■ Task description ■
Which rows below contain the string "window", with case counting? Copy each of those rows in full.

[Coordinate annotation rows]
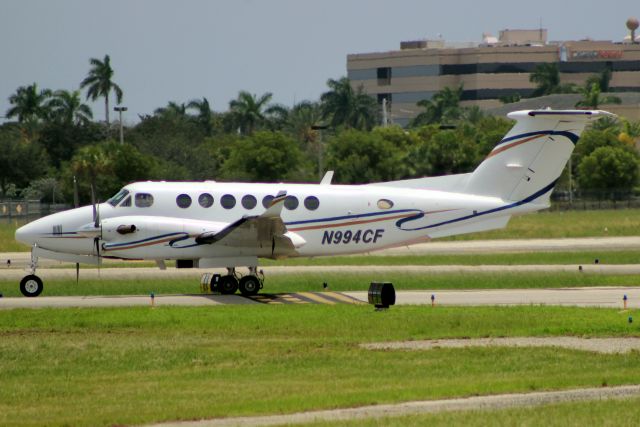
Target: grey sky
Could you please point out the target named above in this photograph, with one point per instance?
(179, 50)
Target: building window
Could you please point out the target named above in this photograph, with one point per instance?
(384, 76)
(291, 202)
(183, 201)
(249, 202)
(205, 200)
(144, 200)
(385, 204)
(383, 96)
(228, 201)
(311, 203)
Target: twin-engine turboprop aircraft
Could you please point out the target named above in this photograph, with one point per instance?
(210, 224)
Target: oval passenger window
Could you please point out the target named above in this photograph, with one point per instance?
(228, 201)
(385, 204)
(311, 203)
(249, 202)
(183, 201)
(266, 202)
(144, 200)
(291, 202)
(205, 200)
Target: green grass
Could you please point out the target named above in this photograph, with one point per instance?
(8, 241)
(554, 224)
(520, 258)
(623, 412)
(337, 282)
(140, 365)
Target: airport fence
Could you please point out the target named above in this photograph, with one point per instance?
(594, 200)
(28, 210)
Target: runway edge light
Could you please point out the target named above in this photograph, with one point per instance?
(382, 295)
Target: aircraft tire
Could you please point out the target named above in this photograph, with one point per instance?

---

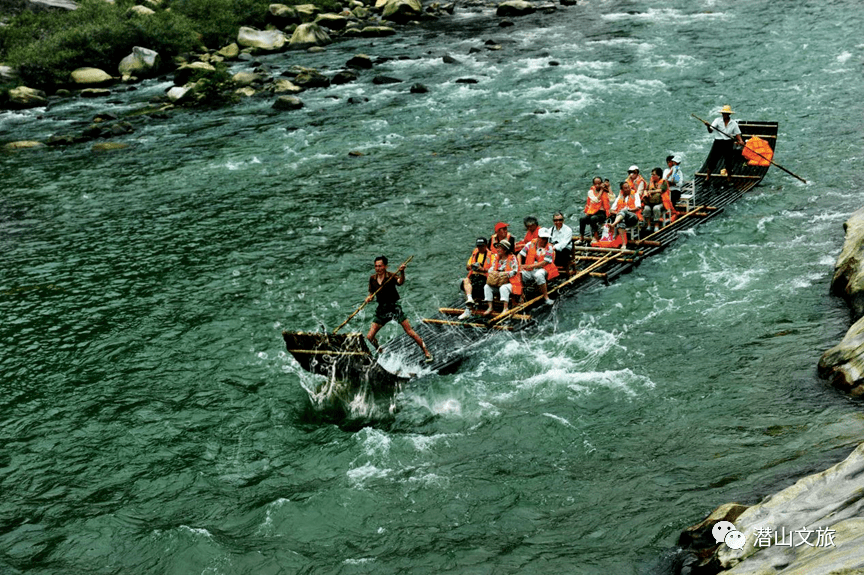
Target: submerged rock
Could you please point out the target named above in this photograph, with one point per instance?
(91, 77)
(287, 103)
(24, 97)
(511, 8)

* * *

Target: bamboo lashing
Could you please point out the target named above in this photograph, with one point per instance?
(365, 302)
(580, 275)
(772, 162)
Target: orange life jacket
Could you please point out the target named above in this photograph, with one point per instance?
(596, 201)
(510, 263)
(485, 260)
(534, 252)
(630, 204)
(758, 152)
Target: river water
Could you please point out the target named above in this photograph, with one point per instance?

■ Written reply ■
Target: building window
Target: oval passenger window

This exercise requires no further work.